▶ **Cosa fare**
Ripeti parola per parola l'intero testo sulla fotosintesi e sull'ossigeno nell'atmosfera.

▶ **Testo fornito**
▼
La fotosintesi cambiò ogni cosa. Per centinaia di milioni di anni gli organismi fotosintetici, principalmente batteri, arricchirono l’atmosfera di O2. In un primo momento questa «grande ossidazione» fu molto lenta, poiché le prime molecole di ossigeno reagirono con il ferro e gli altri minerali presenti negli oceani e nella crosta terrestre, producendo ampi depositi di ferro e composti ossidati. Una volta terminato questo processo, però, l’ossigeno iniziò ad accumularsi rapidamente nell’atmosfera. Allo stesso tempo il livello di anidride carbonica scese drasticamente, prima intrappolato dagli organismi viventi ricchi di carbonio e poi sequestrato dai sedimenti nelle profondità oceaniche a mano a mano che i loro corpi morti affondavano, si accumulavano e formavano rocce. La maggiore quantità di ossigeno nell’atmosfera terrestre determinò l’estinzione delle forme di vita anaerobiche o il loro confinamento nelle zone meno ossigenate del pianeta.
▲
▶ **Dati**
▼
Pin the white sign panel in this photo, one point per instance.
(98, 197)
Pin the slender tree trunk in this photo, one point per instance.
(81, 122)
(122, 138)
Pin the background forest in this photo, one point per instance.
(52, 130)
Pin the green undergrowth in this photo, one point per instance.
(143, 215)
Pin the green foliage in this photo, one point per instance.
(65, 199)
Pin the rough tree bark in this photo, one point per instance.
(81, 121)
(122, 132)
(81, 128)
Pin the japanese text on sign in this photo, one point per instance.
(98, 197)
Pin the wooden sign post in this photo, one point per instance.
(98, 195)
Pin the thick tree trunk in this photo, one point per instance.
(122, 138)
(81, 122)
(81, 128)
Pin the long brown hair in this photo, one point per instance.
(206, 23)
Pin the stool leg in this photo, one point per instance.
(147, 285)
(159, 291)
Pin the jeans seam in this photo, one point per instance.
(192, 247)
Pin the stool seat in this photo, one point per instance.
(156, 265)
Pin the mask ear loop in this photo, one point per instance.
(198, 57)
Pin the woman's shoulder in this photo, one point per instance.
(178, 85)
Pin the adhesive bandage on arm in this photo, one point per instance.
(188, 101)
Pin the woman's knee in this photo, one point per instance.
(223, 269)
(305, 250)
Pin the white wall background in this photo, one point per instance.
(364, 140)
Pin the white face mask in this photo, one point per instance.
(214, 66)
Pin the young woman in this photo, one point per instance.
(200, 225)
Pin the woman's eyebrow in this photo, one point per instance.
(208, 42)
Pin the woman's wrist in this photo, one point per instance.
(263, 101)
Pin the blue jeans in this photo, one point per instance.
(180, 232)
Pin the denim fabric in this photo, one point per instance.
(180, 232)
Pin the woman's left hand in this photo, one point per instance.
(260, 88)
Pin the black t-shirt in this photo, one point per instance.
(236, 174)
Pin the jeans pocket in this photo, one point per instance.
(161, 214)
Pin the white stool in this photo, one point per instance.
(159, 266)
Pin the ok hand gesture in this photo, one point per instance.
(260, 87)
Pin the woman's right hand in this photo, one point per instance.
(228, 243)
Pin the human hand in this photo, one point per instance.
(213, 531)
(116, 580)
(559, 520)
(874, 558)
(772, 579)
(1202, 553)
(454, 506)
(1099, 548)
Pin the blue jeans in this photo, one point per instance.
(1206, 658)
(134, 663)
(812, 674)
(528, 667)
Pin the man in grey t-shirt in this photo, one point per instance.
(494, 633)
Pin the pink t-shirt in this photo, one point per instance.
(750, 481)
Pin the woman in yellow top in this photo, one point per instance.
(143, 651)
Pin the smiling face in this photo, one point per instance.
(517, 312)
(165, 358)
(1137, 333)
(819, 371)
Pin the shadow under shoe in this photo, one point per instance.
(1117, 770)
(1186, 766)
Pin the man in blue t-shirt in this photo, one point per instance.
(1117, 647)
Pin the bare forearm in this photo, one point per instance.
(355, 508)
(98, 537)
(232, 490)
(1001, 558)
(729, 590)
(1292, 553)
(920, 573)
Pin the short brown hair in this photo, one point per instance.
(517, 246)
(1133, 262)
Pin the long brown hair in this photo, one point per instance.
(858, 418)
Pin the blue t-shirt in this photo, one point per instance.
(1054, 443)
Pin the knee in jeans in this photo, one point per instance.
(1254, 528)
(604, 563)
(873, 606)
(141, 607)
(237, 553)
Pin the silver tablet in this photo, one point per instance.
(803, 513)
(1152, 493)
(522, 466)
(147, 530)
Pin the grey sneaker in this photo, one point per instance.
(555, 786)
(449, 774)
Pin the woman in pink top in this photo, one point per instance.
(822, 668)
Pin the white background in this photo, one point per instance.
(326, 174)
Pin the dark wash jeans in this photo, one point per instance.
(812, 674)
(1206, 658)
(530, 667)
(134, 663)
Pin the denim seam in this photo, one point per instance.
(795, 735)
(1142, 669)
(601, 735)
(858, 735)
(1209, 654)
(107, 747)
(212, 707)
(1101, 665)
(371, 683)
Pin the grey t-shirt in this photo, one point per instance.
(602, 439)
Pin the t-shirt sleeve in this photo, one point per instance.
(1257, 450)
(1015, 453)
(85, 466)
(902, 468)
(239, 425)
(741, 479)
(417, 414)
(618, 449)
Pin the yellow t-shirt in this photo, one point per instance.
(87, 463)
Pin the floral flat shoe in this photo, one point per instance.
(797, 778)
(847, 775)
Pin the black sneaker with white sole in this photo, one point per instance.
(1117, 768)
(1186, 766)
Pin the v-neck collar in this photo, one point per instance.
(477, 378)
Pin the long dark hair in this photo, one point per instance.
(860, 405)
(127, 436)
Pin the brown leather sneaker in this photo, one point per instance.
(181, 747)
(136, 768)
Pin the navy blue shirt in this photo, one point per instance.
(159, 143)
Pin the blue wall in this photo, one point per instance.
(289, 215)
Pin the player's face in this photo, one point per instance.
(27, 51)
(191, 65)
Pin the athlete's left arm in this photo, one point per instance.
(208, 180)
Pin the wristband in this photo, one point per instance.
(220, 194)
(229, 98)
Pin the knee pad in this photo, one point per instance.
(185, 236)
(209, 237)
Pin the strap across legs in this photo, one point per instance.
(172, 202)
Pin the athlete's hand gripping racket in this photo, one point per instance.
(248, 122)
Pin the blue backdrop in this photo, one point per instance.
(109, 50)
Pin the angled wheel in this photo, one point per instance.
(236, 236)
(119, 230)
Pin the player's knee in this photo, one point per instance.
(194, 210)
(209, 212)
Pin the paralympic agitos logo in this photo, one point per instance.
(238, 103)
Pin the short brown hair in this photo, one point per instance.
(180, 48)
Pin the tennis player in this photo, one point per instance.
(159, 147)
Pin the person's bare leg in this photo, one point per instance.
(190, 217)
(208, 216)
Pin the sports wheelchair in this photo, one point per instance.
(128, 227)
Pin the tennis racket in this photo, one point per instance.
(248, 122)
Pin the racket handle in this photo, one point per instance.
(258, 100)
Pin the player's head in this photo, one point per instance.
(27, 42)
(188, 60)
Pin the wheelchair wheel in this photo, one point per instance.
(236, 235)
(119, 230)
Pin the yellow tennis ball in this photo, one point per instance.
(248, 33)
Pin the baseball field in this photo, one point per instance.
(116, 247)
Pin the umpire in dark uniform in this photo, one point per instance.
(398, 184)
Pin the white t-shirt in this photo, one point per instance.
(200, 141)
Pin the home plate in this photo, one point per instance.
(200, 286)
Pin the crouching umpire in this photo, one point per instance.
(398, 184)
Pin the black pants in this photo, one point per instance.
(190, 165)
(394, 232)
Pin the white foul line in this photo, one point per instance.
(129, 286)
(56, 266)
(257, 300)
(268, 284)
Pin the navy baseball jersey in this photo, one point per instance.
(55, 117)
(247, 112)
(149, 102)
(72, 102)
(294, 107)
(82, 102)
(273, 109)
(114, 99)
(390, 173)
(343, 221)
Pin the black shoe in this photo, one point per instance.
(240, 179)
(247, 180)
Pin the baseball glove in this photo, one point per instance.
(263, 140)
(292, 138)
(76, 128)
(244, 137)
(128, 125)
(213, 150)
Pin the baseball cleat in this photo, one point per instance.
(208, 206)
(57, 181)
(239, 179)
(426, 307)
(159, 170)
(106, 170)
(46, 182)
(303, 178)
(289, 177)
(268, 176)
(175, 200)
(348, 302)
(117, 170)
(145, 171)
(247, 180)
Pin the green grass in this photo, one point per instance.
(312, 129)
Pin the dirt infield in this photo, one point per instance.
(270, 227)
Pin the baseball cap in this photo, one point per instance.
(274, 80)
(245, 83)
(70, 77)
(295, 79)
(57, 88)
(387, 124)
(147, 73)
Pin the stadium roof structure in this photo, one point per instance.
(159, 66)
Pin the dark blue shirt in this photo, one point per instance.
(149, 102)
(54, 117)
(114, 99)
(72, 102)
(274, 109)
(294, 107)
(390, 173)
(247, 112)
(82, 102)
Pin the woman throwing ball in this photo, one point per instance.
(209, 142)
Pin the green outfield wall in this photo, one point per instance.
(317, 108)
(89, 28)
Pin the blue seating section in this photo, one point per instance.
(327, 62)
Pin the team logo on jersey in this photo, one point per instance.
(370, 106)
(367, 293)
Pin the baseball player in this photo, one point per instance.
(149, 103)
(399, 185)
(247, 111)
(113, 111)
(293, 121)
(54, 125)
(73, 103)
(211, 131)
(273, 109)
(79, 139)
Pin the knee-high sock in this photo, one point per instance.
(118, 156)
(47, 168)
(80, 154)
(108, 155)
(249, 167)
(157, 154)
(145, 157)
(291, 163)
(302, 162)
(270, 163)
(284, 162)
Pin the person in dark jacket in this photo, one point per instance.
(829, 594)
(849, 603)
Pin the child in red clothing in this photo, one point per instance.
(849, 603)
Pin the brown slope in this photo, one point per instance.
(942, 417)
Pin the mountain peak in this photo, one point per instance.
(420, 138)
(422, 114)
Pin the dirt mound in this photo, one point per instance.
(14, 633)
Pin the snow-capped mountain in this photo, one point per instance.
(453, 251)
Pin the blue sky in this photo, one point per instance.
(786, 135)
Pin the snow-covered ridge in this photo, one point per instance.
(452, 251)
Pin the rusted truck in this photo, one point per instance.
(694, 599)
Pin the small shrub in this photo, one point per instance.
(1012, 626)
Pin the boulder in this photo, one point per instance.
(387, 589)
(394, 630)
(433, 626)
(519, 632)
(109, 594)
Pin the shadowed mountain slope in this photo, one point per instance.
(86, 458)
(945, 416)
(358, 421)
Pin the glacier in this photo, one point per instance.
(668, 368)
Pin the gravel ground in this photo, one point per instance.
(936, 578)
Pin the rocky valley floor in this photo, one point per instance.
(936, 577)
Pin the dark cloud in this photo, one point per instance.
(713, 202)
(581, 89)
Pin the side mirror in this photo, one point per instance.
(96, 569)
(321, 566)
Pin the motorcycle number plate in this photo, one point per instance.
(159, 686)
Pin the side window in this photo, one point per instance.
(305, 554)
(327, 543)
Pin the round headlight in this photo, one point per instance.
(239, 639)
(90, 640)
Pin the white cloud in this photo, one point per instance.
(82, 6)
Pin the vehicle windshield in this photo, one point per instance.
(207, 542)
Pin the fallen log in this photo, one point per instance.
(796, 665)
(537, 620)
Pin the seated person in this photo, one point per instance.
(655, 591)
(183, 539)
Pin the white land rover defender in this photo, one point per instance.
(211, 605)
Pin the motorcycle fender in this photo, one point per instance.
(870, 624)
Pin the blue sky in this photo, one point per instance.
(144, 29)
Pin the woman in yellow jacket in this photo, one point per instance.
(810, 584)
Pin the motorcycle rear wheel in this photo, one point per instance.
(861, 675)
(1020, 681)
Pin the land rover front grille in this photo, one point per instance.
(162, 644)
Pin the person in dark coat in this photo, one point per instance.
▲
▶ **Risposta**
La fotosintesi cambiò ogni cosa. Per centinaia di milioni di anni gli organismi fotosintetici, principalmente batteri, arricchirono l’atmosfera di O2. In un primo momento questa «grande ossidazione» fu molto lenta, poiché le prime molecole di ossigeno reagirono con il ferro e gli altri minerali presenti negli oceani e nella crosta terrestre, producendo ampi depositi di ferro e composti ossidati. Una volta terminato questo processo, però, l’ossigeno iniziò ad accumularsi rapidamente nell’atmosfera. Allo stesso tempo il livello di anidride carbonica scese drasticamente, prima intrappolato dagli organismi viventi ricchi di carbonio e poi sequestrato dai sedimenti nelle profondità oceaniche a mano a mano che i loro corpi morti affondavano, si accumulavano e formavano rocce. La maggiore quantità di ossigeno nell’atmosfera terrestre determinò l’estinzione delle forme di vita anaerobiche o il loro confinamento nelle zone meno ossigenate del pianeta.